- [Tasks to carry out]
A: Answer these questions using the article about the high school biomedical science class:
(i) How old was Sarah Touhy on the night she stopped at the motorcycle accident?
(ii) Which organization created the biomedical science program the district offers?
(iii) What is the name of the fictional person whose death students investigate during the year?
B: Print the passage of the article about the high school biomedical science class from "Sarah Touhy was" up to and including "the northwest suburbs.".

Reading passage below:

Sarah Touhy was driving alone on a June night last year when she came upon the aftermath of a motorcycle accident on Bull Valley Road in the northwest suburbs.
“It’s a very dark road. Very twisty, turny and winding,” said Touhy, who was 18 at the time. She pulled over to help.
After confirming 911 had been called, Touhy checked the pulse of the victim, a motorcyclist who was laying on the ground. She tried to get him to talk. “I kept asking him if he could hear me or squeeze my hand if he could hear me,” she said.
Touhy remained on the scene until paramedics and police arrived. According to reports, the injured man, 42-year-old Esteban Tellez, was pronounced dead after his arrival at Northwestern Medicine McHenry Hospital.
Touhy says she helped that night because she felt prepared to respond. And she credits that confidence to a biomedical sciences class she took at McHenry East High School.
“I knew how to take his pulse from that class,” said Touhy, now a freshman at Carroll University in Waukesha, Wisconsin. “I was running on confidence and adrenaline because of that class. I don’t know what I would’ve done if I didn’t have that class.”
The principles of biomedical science class is part of the biomedical science program at the McHenry High School district that culminates with a youth residency program with Northwestern Medicine. This is the second year the district has offered the program, created by Project Lead the Way, a national nonprofit that develops STEM curriculum for elementary, middle and high schools. Roughly two dozen Chicago-area schools offer the program.
“We cover a lot of the topics of biology but with a medical twist,” said Leah Pelletier, a biomedical science teacher at McHenry East High School. “The focus is on human aspects of biology and disease, and how the body is affected by diseases and treatments for diseases.”
During the yearlong class, students learn about different illnesses and the complications that can arise from them. For McHenry West High School student Breanna Darcy, a lesson on diabetes was critical. Because of it, she was able to recognize that her brother, who has type 1 diabetes, was suffering from a life-threatening condition, called diabetic ketoacidosis, and get him medical treatment.
“It’s probably every teacher’s dream – what you’re teaching in class kids are actually using. Unfortunately, (Breanna’s) brother had to be sick from it,” said Laura Dziubinski, who teaches biomedical science and the medical residency class at McHenry West High School. “But on the positive end, she remembered what she learned in class and used it in real life.”
Students learn about various illnesses by investigating the mysterious death of the fictional Anna Garcia, whose health and underlying medical conditions are revealed in labs and lessons throughout the year.
“She has diabetes, sickle cell anemia, cardiovascular issues and also has an infection going on. We look at how all those things connect and decide which one we think at the end of the year was the ultimate cause of her death,” said Pelletier. “It’s a mystery to crack and solve, and adds a different element than a typical class.”
While the program is geared toward preparing students for careers in medicine, classes are open to all, regardless of their career aspirations. “It’s important for all of us to be aware of how our body works and how disease can affect the body,” said Pelletier.
Touhy, who is studying to become a physical education teacher, thinks everyone should take the class. “Everyone should know what goes on in the body and how things work,” she said. “This you can actually use every day in your life.”

End of Reading passage.
Data supplied below:

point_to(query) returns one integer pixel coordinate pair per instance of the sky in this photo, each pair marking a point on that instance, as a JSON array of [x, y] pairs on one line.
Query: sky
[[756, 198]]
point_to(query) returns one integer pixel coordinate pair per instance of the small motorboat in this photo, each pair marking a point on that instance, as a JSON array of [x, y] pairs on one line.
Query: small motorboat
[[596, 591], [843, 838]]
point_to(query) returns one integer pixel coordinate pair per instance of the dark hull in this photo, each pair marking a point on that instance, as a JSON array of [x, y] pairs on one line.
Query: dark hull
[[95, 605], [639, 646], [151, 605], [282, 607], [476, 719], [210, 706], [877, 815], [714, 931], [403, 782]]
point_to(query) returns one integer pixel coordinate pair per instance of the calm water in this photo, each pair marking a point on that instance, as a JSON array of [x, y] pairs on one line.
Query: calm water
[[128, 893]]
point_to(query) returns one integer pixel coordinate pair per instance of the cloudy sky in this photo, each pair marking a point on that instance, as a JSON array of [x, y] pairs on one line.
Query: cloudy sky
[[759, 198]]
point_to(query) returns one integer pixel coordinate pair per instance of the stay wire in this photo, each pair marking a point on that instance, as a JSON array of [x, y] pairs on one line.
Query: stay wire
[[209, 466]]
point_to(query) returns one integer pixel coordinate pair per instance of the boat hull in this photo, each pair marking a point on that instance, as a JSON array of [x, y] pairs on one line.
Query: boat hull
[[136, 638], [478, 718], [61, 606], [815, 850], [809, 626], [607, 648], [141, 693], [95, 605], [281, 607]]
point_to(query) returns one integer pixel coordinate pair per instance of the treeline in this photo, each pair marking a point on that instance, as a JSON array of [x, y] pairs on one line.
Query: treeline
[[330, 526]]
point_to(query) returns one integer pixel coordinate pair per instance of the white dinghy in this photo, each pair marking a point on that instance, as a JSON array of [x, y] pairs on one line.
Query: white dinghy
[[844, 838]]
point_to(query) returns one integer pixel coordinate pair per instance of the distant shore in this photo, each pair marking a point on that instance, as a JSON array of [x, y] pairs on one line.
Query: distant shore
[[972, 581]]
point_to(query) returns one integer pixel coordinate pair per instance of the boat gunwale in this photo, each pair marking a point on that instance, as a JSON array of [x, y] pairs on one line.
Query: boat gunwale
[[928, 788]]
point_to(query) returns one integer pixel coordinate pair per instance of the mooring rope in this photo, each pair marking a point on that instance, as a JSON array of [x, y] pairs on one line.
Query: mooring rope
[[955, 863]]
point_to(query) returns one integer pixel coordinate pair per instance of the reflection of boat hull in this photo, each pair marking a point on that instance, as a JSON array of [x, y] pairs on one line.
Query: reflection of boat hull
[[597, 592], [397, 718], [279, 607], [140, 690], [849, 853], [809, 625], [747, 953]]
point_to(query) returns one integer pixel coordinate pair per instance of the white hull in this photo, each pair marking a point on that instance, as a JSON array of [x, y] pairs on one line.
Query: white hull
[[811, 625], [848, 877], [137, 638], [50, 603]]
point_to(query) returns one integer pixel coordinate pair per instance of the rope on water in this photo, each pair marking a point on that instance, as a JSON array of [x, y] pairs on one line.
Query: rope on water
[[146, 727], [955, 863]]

End of Data supplied.

- [Activity answers]
A:
(i) 18
(ii) Project Lead the Way
(iii) Anna Garcia

B:
Sarah Touhy was driving alone on a June night last year when she came upon the aftermath of a motorcycle accident on Bull Valley Road in the northwest suburbs.